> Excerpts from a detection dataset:
--------------------
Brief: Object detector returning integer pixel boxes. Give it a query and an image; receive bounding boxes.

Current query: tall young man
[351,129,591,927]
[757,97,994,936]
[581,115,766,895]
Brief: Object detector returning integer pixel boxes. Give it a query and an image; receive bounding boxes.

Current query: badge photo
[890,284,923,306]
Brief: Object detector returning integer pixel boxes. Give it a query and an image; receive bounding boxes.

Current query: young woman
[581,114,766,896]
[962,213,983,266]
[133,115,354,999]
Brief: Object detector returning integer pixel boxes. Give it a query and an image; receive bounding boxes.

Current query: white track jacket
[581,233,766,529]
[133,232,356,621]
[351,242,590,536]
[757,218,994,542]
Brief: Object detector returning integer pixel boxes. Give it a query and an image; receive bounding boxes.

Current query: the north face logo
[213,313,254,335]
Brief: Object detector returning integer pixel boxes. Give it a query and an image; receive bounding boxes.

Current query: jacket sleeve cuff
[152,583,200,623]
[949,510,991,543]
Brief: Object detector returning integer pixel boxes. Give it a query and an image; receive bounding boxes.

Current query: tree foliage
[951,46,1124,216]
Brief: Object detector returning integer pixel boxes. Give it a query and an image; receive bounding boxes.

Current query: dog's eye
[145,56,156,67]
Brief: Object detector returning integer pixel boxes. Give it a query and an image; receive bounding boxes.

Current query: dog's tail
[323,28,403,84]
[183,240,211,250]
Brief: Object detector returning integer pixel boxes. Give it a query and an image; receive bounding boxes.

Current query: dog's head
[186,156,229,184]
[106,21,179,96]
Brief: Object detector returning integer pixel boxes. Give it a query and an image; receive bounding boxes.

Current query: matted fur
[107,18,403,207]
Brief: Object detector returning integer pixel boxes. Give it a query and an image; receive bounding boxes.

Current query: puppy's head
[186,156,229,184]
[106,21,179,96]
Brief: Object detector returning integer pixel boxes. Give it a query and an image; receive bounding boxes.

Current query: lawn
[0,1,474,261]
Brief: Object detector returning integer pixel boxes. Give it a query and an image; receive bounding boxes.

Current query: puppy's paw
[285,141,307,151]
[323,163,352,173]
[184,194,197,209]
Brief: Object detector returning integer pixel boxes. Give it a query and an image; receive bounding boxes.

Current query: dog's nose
--------------------
Pull out every line from the rows above that contains the word "jacket", matching case exactly, and copy each of those lines as it appears.

> The completed task:
Current query: white track jacket
Current query: jacket sleeve cuff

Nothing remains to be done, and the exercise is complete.